Required task:
Repeat all of the records verbatim.

Data lines:
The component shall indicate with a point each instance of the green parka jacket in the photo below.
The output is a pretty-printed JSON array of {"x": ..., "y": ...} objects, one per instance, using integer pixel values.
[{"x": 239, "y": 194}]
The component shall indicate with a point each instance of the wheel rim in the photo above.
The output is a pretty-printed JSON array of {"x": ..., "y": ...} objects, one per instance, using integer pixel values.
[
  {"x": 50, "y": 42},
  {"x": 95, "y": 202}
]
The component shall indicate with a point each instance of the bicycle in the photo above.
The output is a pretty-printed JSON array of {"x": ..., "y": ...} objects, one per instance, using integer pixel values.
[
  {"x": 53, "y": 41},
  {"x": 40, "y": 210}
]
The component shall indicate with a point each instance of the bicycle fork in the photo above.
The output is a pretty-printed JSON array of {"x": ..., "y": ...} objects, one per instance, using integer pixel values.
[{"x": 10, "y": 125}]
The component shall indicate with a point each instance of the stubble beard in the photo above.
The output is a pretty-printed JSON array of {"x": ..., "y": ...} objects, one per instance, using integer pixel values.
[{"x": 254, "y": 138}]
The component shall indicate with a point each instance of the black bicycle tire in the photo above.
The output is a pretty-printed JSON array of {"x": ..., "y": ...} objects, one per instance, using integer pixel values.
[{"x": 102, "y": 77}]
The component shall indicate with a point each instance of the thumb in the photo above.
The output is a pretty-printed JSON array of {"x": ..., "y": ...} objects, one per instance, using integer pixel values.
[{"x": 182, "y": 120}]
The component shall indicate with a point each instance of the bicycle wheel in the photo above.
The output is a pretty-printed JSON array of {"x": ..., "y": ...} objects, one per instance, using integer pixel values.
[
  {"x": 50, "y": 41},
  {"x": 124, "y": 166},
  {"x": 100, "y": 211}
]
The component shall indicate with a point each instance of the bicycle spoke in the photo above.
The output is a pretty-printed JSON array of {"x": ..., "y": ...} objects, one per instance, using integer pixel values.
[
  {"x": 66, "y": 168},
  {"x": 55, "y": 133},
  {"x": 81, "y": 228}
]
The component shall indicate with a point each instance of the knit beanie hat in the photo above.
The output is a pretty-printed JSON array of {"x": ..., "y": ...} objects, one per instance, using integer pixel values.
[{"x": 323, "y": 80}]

Full output:
The component shall indicate with a point each instance of the green parka jacket in the photo below.
The output is a pretty-printed JSON array of {"x": ..., "y": ...} objects, one per instance, using integer pixel values.
[{"x": 239, "y": 194}]
The component shall indicate with a point each instance of the wheel rim in the photo above.
The output is a pretty-printed JSON array of {"x": ..., "y": ...} objects, one per instance, using integer pixel values.
[
  {"x": 50, "y": 42},
  {"x": 95, "y": 202}
]
The component shall indicate with a point each instance of the bicycle in the photo above.
The output is a pretty-printed JSON array of {"x": ..., "y": ...} objects, one per instance, using integer pixel values.
[
  {"x": 53, "y": 41},
  {"x": 40, "y": 210}
]
The component shall indicate with a point each instance of the bicycle fork in the photo above.
The output is a pretty-printed JSON array of {"x": ..., "y": ...} objects, one per instance, using integer pixel values.
[{"x": 10, "y": 125}]
The component shall indicate with a point each instance of the stubble beard in the photo above.
The output is a pretty-printed JSON array of {"x": ..., "y": ...} objects, one per instance, using integer pixel values.
[{"x": 254, "y": 138}]
The component shall indicate with a point each instance of the black bicycle tire in the photo above.
The output is a pretty-printed JSON array of {"x": ..., "y": ...} objects, one per instance, using integer pixel values.
[{"x": 102, "y": 77}]
The component shall indicate with a point each instance of the thumb in the photo above.
The output is a pretty-printed JSON array of {"x": ..., "y": ...} objects, one per instance, using integer pixel values.
[{"x": 182, "y": 120}]
The component shall indicate with a point each instance of the bicycle wheel in the photo above.
The output is a pretty-printed JSON array of {"x": ..., "y": ...} objects, one per instance, using integer pixel values.
[
  {"x": 50, "y": 41},
  {"x": 124, "y": 166},
  {"x": 100, "y": 211}
]
The component shall indicate with a point each instance of the bicycle spoke in the photo above.
The output is a pretty-printed JSON array of {"x": ..., "y": ...} objects, one per instance, using integer pixel values.
[
  {"x": 66, "y": 168},
  {"x": 55, "y": 133},
  {"x": 81, "y": 228}
]
The component shall indicate with a point each instance of the knit beanie hat in the photo above.
The output is a pretty-printed JSON array of {"x": ..., "y": ...} objects, one per instance, using integer pixel values.
[{"x": 323, "y": 80}]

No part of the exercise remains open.